■ Task description
Return the text of all the items below word for word, leaving out the pictures.

■ Data in this exercise
— BEGIN —
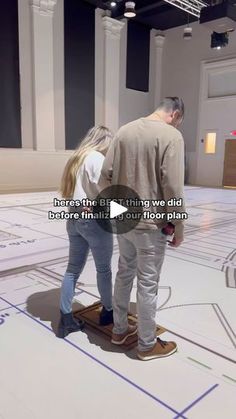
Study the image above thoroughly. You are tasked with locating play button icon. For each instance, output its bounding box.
[93,185,143,234]
[110,201,128,218]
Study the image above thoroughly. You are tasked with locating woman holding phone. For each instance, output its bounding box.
[57,126,113,338]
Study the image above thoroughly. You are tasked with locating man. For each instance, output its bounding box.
[102,97,184,360]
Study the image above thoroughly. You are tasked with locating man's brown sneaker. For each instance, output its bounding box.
[111,324,137,345]
[137,338,177,361]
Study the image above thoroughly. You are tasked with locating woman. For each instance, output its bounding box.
[57,126,113,338]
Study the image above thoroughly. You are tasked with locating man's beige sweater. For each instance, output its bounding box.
[100,118,185,238]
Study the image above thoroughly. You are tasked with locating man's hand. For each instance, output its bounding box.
[168,234,184,247]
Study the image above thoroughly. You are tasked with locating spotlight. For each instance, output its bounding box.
[211,32,229,49]
[183,26,193,41]
[124,1,136,17]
— END —
■ Exercise result
Study the image above thoroughly. You are tasked with locating play button icon. For each instance, output its bounding box.
[93,185,143,234]
[110,201,128,218]
Study the image above thoroughly. You are tasked with locating woman holding phone. For each instance, output its bounding box.
[57,126,113,338]
Study the image above thoroughly. You are tasked with locating man. For each instance, output its bounding box.
[102,97,184,360]
Study the image above thoroughly. You are tasked with locating man's brown sneaker. For each instance, output its bounding box.
[111,324,137,345]
[137,338,177,361]
Study the image above thoroughly. You are tasked with locating woman. For each instance, output its bounding box.
[57,126,113,338]
Study the image above thoroughly. You are tasked with locating man's beige sweater. For each instance, output its bounding box.
[100,118,185,238]
Study the image above thoroughly. You are tasked with locating man's hand. For each instance, output its bounding box.
[168,234,184,247]
Study the image above thoroughly. You are tasked with locating spotlight. For each instance, output its bounding box.
[211,32,229,49]
[183,26,193,41]
[124,1,136,17]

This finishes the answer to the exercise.